Start EXTRACTED RECORDS

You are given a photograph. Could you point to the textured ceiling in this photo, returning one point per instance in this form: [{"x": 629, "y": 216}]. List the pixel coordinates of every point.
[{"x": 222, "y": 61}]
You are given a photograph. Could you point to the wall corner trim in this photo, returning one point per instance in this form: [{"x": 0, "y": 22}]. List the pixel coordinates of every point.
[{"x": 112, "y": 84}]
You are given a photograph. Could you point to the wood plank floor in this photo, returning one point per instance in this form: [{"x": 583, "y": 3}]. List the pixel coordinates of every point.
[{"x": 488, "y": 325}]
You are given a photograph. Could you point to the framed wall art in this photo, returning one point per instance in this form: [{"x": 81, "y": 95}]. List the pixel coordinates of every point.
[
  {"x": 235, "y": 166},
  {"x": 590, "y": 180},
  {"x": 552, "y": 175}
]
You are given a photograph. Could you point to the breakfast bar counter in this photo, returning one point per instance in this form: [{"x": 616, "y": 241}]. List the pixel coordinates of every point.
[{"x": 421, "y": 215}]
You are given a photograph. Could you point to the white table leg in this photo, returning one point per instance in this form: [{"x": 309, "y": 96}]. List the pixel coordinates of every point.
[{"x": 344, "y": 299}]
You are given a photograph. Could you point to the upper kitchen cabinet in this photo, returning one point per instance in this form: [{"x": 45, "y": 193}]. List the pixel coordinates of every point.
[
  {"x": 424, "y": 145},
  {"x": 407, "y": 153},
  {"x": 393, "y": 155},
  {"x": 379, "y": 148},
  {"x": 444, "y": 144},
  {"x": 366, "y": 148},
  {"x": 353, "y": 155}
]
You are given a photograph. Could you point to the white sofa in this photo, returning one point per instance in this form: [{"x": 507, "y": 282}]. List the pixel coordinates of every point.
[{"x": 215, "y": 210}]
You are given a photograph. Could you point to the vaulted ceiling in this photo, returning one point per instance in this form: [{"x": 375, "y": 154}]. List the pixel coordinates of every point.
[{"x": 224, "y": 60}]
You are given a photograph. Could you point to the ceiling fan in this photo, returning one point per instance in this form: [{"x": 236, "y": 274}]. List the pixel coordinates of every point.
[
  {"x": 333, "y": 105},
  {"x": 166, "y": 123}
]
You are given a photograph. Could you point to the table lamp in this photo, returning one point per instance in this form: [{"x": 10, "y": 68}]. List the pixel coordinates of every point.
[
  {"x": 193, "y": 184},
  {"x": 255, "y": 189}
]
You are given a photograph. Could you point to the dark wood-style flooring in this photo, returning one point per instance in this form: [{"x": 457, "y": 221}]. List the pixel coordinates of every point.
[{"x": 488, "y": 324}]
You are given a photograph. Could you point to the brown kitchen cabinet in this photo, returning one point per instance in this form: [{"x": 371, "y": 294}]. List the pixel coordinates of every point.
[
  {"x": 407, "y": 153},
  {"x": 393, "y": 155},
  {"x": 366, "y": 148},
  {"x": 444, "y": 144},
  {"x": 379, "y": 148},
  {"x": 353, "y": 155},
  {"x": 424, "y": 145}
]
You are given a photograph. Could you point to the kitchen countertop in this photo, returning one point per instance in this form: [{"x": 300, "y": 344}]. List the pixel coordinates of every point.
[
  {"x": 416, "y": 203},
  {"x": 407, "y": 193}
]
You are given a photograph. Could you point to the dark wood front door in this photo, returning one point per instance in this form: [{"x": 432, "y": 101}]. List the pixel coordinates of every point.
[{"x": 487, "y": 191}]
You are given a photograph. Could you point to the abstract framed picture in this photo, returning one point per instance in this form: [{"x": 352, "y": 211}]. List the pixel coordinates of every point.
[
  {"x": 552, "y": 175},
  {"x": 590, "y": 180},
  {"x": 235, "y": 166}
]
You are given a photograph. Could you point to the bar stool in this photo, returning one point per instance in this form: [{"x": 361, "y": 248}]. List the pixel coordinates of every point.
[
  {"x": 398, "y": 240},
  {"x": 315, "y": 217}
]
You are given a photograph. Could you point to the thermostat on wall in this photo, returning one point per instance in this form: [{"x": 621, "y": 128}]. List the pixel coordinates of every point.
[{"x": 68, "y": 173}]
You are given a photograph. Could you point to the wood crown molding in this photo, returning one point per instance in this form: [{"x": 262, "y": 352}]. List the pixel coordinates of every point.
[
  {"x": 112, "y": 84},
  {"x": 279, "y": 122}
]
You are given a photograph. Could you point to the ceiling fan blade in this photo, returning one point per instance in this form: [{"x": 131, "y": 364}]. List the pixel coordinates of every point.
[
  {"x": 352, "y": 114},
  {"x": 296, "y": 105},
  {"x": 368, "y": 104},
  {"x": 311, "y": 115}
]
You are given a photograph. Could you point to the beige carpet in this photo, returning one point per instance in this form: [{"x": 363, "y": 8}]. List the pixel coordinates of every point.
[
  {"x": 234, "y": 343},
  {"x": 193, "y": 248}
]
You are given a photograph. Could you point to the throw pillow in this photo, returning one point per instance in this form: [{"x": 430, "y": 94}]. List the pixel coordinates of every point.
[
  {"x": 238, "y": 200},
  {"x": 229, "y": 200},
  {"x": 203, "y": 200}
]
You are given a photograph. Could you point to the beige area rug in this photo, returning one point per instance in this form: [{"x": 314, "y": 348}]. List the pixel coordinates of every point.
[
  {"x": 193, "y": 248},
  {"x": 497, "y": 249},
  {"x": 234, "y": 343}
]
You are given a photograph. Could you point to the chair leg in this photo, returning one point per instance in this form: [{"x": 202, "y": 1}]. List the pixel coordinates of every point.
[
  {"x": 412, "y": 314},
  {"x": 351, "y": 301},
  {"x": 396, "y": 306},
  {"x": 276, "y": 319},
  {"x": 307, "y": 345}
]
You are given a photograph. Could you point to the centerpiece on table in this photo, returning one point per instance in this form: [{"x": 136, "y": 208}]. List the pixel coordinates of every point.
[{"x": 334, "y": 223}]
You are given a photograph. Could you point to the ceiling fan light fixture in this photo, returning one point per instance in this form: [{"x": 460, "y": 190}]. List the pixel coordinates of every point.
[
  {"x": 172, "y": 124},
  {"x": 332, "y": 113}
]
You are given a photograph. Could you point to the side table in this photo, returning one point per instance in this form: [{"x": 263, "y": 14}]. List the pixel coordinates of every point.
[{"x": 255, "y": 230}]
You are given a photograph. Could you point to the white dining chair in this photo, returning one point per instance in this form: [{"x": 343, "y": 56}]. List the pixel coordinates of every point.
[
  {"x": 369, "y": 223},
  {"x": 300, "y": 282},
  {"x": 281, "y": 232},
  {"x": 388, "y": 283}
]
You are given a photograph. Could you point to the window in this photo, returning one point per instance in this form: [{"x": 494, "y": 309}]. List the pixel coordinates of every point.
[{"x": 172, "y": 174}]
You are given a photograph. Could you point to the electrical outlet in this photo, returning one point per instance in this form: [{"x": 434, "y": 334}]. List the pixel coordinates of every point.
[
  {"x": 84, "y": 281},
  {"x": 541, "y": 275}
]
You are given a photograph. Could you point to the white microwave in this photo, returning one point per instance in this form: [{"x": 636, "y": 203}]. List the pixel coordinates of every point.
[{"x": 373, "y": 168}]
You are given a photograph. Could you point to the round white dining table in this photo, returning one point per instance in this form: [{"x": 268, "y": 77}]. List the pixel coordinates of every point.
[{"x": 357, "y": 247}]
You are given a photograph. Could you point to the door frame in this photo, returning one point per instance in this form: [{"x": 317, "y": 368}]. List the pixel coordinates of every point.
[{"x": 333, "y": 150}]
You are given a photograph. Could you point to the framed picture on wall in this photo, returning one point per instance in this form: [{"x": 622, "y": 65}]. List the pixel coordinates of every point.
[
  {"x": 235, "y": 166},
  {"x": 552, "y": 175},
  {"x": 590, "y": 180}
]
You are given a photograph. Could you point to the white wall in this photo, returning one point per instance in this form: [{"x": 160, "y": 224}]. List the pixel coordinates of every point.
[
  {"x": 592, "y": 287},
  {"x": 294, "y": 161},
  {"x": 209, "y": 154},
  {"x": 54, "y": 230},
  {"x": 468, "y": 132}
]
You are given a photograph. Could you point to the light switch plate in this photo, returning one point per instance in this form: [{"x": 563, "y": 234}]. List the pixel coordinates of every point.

End EXTRACTED RECORDS

### [TASK DETAILS]
Return precisely the lines of the records, starting with the line that holds "the white dining" and ending with the last one.

### [RESPONSE TO THIS EXERCISE]
You are given a photograph. Could you point to the white dining chair in this photo, returning one point per instance in this form: [{"x": 343, "y": 56}]. List the pixel coordinates of every point.
[
  {"x": 369, "y": 223},
  {"x": 300, "y": 282},
  {"x": 281, "y": 232},
  {"x": 388, "y": 283}
]
You are given a photograph. Could you point to the window in this photo, returning one point per instance in this form: [{"x": 494, "y": 309}]. List the pixel coordinates of every point.
[{"x": 172, "y": 174}]
You are given a photograph. Could you point to the electrical outlet in this photo, returning one point per instance in this form: [{"x": 434, "y": 334}]. List the pixel coordinates of every point.
[
  {"x": 84, "y": 281},
  {"x": 541, "y": 275}
]
You are given a photograph. Could you point to the white microwave in this photo, returning one point per instance in this form: [{"x": 636, "y": 203}]. List the pixel coordinates of every point.
[{"x": 373, "y": 168}]
You are given a photograph. Could you point to the round white dining table in this photo, returning one point per instance in this form: [{"x": 268, "y": 77}]. List the pixel coordinates of every point.
[{"x": 357, "y": 247}]
You are given a photograph. Could you point to the door frame in this photo, returning one point per instance in this form: [{"x": 317, "y": 368}]. List the pixel coordinates of every point.
[{"x": 333, "y": 150}]
You are given a photograph. Could you point to the framed picture on wall in this photo, returning one point per instance in this form: [{"x": 622, "y": 65}]. List the pixel coordinates of every point.
[
  {"x": 235, "y": 166},
  {"x": 552, "y": 175},
  {"x": 590, "y": 180}
]
You are given a photograph. Could you point to the white wall in this photo, returning one point per instance in this form: [{"x": 160, "y": 224}]. List the pixel coordinates of every point.
[
  {"x": 592, "y": 287},
  {"x": 294, "y": 161},
  {"x": 209, "y": 154},
  {"x": 54, "y": 230},
  {"x": 468, "y": 132}
]
You are given a photograph. Could you point to the light switch plate in this photo, returning one point per instance in this form: [{"x": 563, "y": 234}]. List the pixel coordinates of every point.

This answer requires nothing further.